== DATA PROVIDED
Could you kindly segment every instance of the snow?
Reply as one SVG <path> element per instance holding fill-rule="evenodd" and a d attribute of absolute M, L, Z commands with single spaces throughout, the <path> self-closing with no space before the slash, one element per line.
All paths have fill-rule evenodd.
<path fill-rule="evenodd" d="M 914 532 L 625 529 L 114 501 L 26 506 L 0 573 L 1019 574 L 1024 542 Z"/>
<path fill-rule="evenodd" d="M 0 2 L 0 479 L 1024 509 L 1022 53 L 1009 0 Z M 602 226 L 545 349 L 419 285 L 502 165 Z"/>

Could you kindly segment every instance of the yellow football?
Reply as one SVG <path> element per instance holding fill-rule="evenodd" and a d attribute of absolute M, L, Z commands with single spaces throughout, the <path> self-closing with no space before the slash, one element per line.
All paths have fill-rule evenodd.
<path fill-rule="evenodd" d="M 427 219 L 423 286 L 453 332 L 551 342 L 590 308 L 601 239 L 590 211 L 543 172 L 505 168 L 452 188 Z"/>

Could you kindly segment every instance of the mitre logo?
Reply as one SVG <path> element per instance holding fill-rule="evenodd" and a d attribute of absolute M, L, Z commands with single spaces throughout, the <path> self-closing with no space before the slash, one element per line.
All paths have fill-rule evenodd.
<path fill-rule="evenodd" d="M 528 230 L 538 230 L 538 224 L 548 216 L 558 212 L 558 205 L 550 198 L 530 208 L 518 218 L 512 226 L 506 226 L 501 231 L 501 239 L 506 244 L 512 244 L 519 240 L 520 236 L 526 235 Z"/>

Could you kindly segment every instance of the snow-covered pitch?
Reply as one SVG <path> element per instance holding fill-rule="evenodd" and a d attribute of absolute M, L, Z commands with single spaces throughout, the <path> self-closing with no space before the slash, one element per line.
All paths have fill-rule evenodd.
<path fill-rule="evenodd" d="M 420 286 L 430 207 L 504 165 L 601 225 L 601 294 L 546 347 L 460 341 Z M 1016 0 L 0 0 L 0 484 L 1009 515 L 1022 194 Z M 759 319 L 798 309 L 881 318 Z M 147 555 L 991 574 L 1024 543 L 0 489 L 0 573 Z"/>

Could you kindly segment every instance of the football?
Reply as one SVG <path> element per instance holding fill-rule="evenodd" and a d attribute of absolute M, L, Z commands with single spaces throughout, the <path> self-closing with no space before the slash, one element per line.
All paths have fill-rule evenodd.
====
▶ [TASK INSTRUCTIONS]
Select all lines with the word "segment" from the entries above.

▶ [REPLY TO THE TASK]
Could you kindly segment every instance of the snow?
Could you kindly segment every instance of the yellow football?
Could you kindly segment every instance of the mitre logo?
Could you kindly segment every instance of the snow-covered pitch?
Could you kindly segment every instance of the football?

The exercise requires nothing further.